=== Section Start ===
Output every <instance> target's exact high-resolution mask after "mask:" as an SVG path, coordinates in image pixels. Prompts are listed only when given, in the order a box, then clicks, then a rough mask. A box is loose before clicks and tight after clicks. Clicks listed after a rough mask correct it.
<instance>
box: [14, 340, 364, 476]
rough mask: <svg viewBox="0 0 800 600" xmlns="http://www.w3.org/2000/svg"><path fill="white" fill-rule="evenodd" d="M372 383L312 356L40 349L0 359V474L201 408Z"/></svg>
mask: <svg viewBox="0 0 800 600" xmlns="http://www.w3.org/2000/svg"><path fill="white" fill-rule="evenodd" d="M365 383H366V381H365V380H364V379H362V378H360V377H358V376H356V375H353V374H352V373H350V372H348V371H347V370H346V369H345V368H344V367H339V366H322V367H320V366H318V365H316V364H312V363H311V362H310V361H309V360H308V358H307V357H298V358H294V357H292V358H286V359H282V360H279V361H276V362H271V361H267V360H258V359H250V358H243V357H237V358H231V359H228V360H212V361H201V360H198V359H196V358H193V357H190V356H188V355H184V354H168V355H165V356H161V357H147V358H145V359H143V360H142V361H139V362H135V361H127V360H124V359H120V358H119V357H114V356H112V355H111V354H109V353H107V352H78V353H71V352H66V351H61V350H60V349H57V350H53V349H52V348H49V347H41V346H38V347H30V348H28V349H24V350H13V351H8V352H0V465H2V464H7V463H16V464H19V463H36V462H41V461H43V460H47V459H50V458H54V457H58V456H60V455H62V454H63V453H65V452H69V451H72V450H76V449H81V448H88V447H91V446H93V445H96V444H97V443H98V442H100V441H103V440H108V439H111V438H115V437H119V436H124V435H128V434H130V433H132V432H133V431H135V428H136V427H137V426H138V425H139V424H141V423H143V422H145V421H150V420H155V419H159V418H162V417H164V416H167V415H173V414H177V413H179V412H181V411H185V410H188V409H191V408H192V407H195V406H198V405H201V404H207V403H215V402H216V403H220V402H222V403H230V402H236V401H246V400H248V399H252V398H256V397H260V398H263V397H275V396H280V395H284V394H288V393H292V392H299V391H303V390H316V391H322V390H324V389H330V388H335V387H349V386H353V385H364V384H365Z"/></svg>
=== Section End ===
| Goal of the exercise |
If a line in the listing holds the word "instance", copy it out.

| Result for this task |
Output every <instance> target's exact high-resolution mask after "mask:" as an SVG path, coordinates in image pixels. Prompts are listed only when given, in the order a box, then clicks, then a rough mask. A box is loose before clicks and tight after clicks. Clicks listed after a rough mask correct it.
<instance>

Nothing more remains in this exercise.